:: Extract to read ::
The couesnophone, also known as the goofus or queenophone, is a free-reed musical instrument resembling a saxophone harmonicor. Its reeds vibrate when the desired keys are activated and the player blows through a tube. "Best described as a mouth-blown accordion," "it sounded like a cross between a harmonica and an accordion." French manufacturer Couesnon was awarded patent no. 569294 in 1924 for an instrument that was described as a saxophone jouet (fr. "toy saxophone"). However, the couesnophone is a polyphonic instrument, while the saxophone is monophonic.

Play
The couesnophone's keys are set in a keyboard with a layout similar to that of the Hohner early  melodicas, in  parallel rows corresponding to the white and black keys of a piano. Its rubber mouthpiece allows the horn be held and played vertically like a saxophone or horizontally like a melodica.
:::
- Exercise task:
According to the couesnophone text, what patent number was Couesnon awarded in 1924? The data that comes next has no connection to the couesnophone text.
:: Supplied information ::
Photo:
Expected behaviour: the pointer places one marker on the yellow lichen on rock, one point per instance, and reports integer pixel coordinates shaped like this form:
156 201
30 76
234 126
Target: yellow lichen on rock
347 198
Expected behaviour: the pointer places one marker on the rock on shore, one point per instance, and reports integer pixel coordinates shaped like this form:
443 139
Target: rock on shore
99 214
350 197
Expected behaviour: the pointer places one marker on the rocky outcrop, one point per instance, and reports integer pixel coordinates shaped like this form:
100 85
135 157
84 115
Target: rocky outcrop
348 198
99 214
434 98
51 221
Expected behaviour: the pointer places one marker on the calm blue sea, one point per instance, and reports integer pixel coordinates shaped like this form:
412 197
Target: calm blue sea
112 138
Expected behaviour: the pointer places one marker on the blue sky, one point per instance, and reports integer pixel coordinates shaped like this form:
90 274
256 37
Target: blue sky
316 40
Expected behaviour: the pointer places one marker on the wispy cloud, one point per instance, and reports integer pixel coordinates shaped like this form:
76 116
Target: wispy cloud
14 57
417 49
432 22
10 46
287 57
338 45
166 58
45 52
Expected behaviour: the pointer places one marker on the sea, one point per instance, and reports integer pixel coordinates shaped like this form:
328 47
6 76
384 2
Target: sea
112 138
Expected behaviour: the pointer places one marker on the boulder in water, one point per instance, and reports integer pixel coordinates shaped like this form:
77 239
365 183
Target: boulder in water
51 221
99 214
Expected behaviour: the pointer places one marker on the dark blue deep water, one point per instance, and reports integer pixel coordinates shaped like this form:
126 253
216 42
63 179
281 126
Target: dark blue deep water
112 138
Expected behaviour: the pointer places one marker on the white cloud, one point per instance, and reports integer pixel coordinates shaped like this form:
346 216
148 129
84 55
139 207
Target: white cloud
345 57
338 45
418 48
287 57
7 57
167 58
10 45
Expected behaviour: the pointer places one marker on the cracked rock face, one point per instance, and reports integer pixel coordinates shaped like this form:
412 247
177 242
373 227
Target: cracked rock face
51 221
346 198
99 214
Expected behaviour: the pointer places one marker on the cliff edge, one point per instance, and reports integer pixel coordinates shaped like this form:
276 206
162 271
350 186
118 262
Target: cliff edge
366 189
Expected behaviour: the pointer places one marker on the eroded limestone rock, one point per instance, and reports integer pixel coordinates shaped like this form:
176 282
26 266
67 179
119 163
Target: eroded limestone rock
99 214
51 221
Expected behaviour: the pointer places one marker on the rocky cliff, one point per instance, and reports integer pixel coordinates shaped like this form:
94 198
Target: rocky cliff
:::
- Solution for this exercise:
Patent no. 569294.